What the exercise asks: Below you will find a set of lines. Repeat them all exactly.
Source material START
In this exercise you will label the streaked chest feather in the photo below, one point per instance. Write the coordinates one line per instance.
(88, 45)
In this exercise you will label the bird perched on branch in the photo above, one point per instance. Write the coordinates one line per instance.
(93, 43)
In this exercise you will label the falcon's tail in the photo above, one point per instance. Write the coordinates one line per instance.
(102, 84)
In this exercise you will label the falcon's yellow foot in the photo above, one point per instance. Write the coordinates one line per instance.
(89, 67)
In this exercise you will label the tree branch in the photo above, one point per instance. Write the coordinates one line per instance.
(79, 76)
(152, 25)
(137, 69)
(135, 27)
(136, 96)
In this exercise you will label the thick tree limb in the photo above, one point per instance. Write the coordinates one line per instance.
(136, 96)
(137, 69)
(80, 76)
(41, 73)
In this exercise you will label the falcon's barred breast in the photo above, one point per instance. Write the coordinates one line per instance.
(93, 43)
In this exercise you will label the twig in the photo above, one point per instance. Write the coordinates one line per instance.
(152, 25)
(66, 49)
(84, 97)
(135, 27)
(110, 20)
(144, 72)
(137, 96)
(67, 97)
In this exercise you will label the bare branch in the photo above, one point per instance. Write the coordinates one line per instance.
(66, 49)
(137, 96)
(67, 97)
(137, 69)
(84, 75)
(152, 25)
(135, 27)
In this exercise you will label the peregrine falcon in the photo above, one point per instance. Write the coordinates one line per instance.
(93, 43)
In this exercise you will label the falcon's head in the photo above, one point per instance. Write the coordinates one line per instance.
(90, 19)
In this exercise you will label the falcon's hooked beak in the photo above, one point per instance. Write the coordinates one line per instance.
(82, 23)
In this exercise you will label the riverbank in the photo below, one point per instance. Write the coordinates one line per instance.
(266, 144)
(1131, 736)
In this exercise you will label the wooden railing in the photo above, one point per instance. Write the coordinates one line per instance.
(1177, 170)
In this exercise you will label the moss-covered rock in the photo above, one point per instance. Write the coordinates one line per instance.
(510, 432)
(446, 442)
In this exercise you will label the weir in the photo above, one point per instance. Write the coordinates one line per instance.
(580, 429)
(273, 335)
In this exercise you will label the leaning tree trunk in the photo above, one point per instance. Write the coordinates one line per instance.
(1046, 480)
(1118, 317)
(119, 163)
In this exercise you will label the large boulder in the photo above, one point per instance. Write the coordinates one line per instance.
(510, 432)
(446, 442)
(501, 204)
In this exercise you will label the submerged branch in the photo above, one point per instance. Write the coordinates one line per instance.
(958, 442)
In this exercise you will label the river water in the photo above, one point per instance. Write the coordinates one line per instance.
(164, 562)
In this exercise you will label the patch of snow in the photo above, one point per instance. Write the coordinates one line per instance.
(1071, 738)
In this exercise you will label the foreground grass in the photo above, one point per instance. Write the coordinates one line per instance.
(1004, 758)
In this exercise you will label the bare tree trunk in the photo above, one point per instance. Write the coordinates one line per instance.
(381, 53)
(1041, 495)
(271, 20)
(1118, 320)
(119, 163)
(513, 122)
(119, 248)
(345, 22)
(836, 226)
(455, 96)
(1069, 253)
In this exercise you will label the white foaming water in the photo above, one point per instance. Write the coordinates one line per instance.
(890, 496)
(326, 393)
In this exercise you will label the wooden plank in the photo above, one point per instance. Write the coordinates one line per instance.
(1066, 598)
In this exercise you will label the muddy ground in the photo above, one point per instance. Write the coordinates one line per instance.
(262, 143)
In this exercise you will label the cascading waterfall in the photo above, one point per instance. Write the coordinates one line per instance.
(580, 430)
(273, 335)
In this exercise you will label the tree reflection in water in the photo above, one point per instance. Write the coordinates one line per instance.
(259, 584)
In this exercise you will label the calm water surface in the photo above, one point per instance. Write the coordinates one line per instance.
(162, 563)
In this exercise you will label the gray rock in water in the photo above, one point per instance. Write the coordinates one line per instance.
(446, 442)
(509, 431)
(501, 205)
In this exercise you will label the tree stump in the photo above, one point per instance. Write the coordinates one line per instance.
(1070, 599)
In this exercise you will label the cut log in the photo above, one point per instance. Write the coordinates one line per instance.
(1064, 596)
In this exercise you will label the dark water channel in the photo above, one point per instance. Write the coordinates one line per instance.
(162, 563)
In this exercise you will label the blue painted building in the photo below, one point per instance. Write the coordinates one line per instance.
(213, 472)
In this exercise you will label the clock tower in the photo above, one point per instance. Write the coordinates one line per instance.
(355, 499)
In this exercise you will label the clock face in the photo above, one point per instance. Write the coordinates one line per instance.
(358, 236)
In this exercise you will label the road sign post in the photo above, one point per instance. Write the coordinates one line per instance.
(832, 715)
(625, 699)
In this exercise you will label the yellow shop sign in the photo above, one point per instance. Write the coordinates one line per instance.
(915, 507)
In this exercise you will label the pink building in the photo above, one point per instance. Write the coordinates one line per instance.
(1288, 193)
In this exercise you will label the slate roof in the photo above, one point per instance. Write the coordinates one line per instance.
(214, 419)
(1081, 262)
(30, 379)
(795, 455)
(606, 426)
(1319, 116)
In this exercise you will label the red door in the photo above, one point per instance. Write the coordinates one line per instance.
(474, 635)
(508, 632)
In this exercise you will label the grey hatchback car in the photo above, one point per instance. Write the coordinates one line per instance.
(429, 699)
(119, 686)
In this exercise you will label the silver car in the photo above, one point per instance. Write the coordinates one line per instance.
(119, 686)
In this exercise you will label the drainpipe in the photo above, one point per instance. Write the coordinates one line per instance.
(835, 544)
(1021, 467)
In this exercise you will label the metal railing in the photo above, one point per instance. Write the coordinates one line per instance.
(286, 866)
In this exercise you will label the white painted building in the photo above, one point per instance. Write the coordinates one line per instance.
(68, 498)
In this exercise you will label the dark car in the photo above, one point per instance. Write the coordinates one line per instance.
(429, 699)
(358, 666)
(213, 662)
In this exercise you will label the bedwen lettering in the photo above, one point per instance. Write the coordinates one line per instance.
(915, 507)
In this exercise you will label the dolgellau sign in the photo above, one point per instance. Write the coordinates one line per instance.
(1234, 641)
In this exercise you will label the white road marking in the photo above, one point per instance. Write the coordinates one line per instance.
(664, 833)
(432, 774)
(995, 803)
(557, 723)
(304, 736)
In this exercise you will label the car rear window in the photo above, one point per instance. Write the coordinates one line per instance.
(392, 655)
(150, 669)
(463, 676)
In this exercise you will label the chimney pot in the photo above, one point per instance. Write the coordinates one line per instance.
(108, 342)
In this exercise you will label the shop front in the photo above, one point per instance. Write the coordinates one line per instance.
Source material END
Answer box:
In this exercise you will label the streaked chest feather in the photo below, one point per instance. Write the coordinates one line per instance.
(88, 45)
In this exercise you will label the bird perched on branch in the photo above, one point per instance. Write the coordinates one line per instance.
(93, 43)
In this exercise you will label the falcon's tail in the photo above, one point per instance. Write the coordinates one line per instance.
(102, 84)
In this exercise you will label the falcon's yellow foot in the photo above, one point per instance. Write the coordinates one line per instance.
(89, 67)
In this exercise you will label the tree branch in the photo above, one point per instance. Write the coordinates one line per instance.
(79, 76)
(152, 25)
(137, 69)
(135, 27)
(136, 96)
In this exercise you will label the thick tree limb in the photo above, one point per instance. Write the coordinates one line per instance.
(136, 96)
(137, 69)
(80, 76)
(41, 73)
In this exercise you will label the falcon's barred breast in the photo above, one point per instance. Write the coordinates one line per instance.
(93, 43)
In this exercise you will label the twig in the photo above, one point per instance. Write the coordinates one line per instance.
(152, 25)
(66, 49)
(84, 97)
(135, 27)
(110, 20)
(144, 72)
(137, 96)
(67, 97)
In this exercise you will label the bare branch in the photo above, one point per instance. Write the coordinates one line per instance.
(66, 49)
(137, 96)
(67, 97)
(137, 69)
(84, 75)
(152, 25)
(135, 27)
In this exercise you will label the peregrine falcon in the photo above, one point per instance. Write the coordinates one line per instance.
(93, 43)
In this exercise you will label the falcon's head in the photo above, one point per instance. Write the coordinates one line per instance.
(90, 19)
In this exercise you will label the falcon's hooked beak in the photo above, one point per instance. Write the coordinates one line per instance.
(82, 23)
In this exercise you will label the riverbank in the photo below, one point per instance. Write the coordinates one line per instance.
(266, 144)
(1131, 736)
In this exercise you will label the wooden railing in the photo above, one point per instance. Write the coordinates one line per instance.
(1177, 170)
In this exercise you will label the moss-covered rock in the photo above, one point per instance. Write the coordinates one line per instance.
(510, 432)
(446, 442)
In this exercise you will label the weir in the photo above, one point per instance. Write the coordinates one line per instance.
(580, 429)
(273, 335)
In this exercise you will label the leaning tree trunk in the photo above, one point per instance. Write the coordinates one line per instance.
(1046, 480)
(1118, 317)
(119, 163)
In this exercise you will label the large boulder in the photo above, one point per instance. Write the coordinates one line per instance.
(510, 432)
(446, 442)
(501, 204)
In this exercise you will label the submerged branch in the photo above, one point per instance. Write the coordinates one line per instance.
(958, 442)
In this exercise you will label the river water in the photo above, one point per instance. Write the coordinates one line per instance.
(164, 562)
In this exercise you will label the patch of snow in the photo above, one point per instance. Write the coordinates one line per instance.
(1071, 738)
In this exercise you will label the foreground grass in the photo above, one point per instance. Write the coordinates one line per instance.
(1004, 758)
In this exercise you will label the bare tree trunk in the photo above, one point per instance. Write the coordinates one line per instance.
(381, 53)
(1041, 495)
(271, 20)
(1118, 320)
(119, 163)
(513, 122)
(119, 248)
(345, 22)
(836, 226)
(455, 96)
(1069, 253)
In this exercise you will label the white foaming water in the photo above, one point per instance. Write the coordinates one line per instance.
(890, 496)
(326, 393)
In this exercise you will label the wooden plank in the photo above, one point per instance. Write the coordinates one line per instance.
(1066, 598)
In this exercise you will label the muddy ground in the photo above, one point per instance. Write the coordinates one line per instance.
(262, 143)
In this exercise you will label the cascading waterfall in the photo above, one point per instance. Write the coordinates one line per instance.
(580, 430)
(273, 335)
In this exercise you will label the tree reflection in water in the photo above, one point per instance. Write the coordinates one line per instance.
(259, 584)
In this exercise you will label the calm water surface in the photo above, one point per instance. Write the coordinates one line per instance.
(162, 563)
In this exercise you will label the gray rock in water in the photo above, one point per instance. Write the coordinates one line per instance.
(446, 442)
(509, 431)
(501, 205)
In this exercise you will label the tree stump in the photo above, one point per instance. Write the coordinates one line per instance.
(1070, 599)
In this exercise you will label the cut log in the photo above, one point per instance. Write the coordinates one line per instance.
(1064, 596)
In this exercise you will label the dark water channel in the photo above, one point per instance. Write the coordinates one line per instance.
(162, 563)
In this exercise you will label the blue painted building in the photo below, one point per instance. Write the coordinates one line per instance.
(213, 472)
In this exercise you will label the clock tower in the photo above, one point per instance. Write the coordinates one line per instance.
(355, 499)
In this exercise you will label the clock face in the photo above, one point per instance. Write the coordinates one line per instance.
(358, 236)
In this exercise you will label the road sign post in the photo above, one point per instance. Write the coordinates one line per instance.
(832, 715)
(625, 699)
In this exercise you will label the yellow shop sign in the photo above, one point per instance. Write the coordinates one line per instance.
(915, 507)
In this exercise you will label the pink building in the photo above, one point per instance. Write the coordinates one line per instance.
(1288, 193)
In this exercise you will label the slate roof in the photo above, one point per instance. Write the coordinates one line per instance.
(214, 419)
(1081, 262)
(30, 379)
(795, 455)
(606, 426)
(1319, 116)
In this exercise you will label the red door in the photo above, one point per instance. Write the coordinates one line per instance.
(474, 635)
(508, 632)
In this exercise you will label the grey hatchback car in the photo above, one point per instance. Write the coordinates one line per instance.
(429, 699)
(119, 686)
In this exercise you will label the silver car in the photo above, one point per instance. Write the coordinates one line per instance.
(119, 686)
In this exercise you will label the drainpipe in the photo above, one point per instance. Write the coordinates one line per instance.
(835, 544)
(1021, 467)
In this exercise you will label the metal railing in the photo above, one point per instance. Write the coordinates one line per instance.
(286, 866)
In this exercise you will label the white painted building in the photo above, one point per instance. Write the coordinates one line per instance.
(68, 498)
In this exercise you will label the dark car in the photo above, one point per instance. Write the coordinates one line per instance.
(429, 699)
(358, 666)
(213, 662)
In this exercise you will label the bedwen lettering in the photo above, one point per instance. Write the coordinates one line per instance.
(915, 507)
In this exercise you will label the dolgellau sign in the photo above, one point per instance. Write the coordinates one line per instance.
(1234, 641)
In this exercise you will label the white road marking in the photo above, one point per instance. Write the coordinates one line per instance.
(664, 833)
(432, 774)
(995, 803)
(557, 723)
(304, 736)
In this exercise you will label the car rear window in the photo above, one point per instance. Write the coordinates one line per instance.
(392, 655)
(150, 669)
(463, 676)
In this exercise you will label the chimney pot in the photo above, one point per instance. Write the coordinates one line per instance.
(108, 342)
In this exercise you will label the shop front in the photo above, one point per instance. Write the coordinates one line per instance.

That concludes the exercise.